Excerpt from a dataset:

------

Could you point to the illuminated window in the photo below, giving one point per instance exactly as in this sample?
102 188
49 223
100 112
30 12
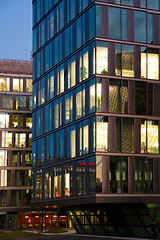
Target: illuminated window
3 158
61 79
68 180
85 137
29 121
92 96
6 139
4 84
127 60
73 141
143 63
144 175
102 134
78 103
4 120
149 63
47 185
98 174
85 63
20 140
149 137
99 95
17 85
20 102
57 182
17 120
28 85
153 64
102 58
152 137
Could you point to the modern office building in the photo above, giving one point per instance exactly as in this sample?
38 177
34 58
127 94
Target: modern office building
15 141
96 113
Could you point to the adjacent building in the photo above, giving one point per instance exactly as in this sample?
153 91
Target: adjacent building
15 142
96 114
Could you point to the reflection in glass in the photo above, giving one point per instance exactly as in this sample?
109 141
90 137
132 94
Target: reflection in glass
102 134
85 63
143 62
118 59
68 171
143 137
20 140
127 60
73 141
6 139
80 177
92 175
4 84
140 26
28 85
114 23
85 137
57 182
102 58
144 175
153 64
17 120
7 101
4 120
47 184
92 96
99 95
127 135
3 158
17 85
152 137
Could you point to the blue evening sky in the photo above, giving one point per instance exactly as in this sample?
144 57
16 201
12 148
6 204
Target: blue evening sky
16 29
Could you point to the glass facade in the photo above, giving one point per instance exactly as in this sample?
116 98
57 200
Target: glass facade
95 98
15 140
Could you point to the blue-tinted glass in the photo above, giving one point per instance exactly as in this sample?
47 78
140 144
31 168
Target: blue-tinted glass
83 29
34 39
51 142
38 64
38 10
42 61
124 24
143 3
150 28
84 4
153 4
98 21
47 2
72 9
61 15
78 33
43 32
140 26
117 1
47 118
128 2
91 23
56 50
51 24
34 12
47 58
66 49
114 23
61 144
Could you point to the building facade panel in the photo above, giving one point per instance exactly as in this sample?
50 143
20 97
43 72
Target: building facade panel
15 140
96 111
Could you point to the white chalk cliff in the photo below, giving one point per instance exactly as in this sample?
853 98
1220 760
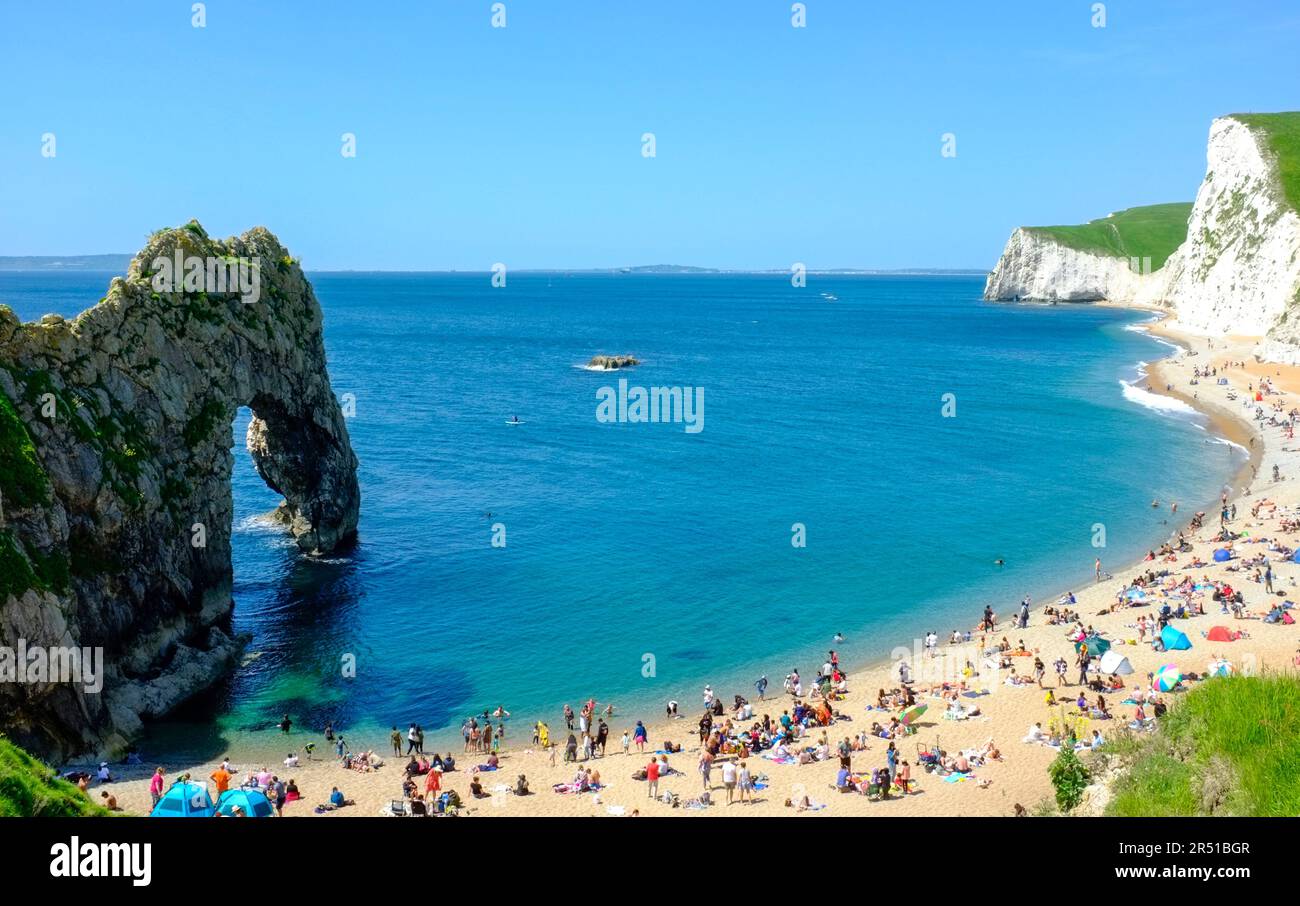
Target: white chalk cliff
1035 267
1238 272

------

Instructions for the task:
Return all of the material above line for line, without any change, and leave the pictures out.

The answer:
Could you point to the illuminated window in the photo below, giving one point per instance exactly as in this sample?
102 188
49 223
100 112
30 12
Target: illuminated window
3 158
61 79
68 180
85 137
29 121
92 96
6 139
4 84
127 60
73 141
143 63
144 175
102 134
78 103
4 120
149 63
47 185
98 174
85 63
20 140
149 137
99 95
17 85
20 102
57 182
17 120
28 85
153 64
102 58
152 137
Could you point to the modern office building in the photo above, giving one point per instance exactly as in this sample?
38 177
34 58
127 94
Target: modern office building
15 141
96 113
Could you point to the adjacent building in the photo above, giving one point per instance exactly as in this sample?
153 91
Target: adjacent building
15 142
96 114
Could you point to the reflection in glass in the photo above, giving one point per instance exactly as in this sample?
109 141
90 137
132 94
Target: reflection in glass
102 134
85 63
143 62
118 59
68 171
143 137
20 140
127 60
73 141
6 139
80 177
92 175
4 84
140 26
28 85
114 23
85 137
57 182
102 58
144 175
153 64
17 120
7 101
4 120
47 184
92 96
99 95
127 135
3 158
17 85
152 137
Could you point to the blue evening sky in the photo above, giving one point per instance exactly as in this sample?
144 57
16 201
12 148
6 204
Target: blue evening sky
16 29
Could you point to the glass facade in the photo above, giving one point per instance exactly as in this sample?
116 98
57 200
Target: glass facade
95 98
15 140
Could you point to the blue-tinted glass in the photo above, giving one point per instance exactly as in this sample?
47 78
140 144
31 168
Target: blue-tinted glass
83 29
34 39
51 142
38 64
38 10
42 61
124 24
143 3
150 28
84 4
153 4
98 21
47 2
72 9
61 15
78 33
43 32
140 26
117 1
47 118
128 2
91 23
56 50
51 24
34 12
47 58
66 49
114 23
61 144
Could you point to the building facade panel in the photo above, giving one point per instance exactly as in this sample?
50 143
20 97
43 72
Target: building facade panel
15 140
96 111
Could you point to the white chalk cliff in the photo below, giving one point per instance exactly as in this sample?
853 98
1220 760
Target: white chalk cliff
1035 267
1238 272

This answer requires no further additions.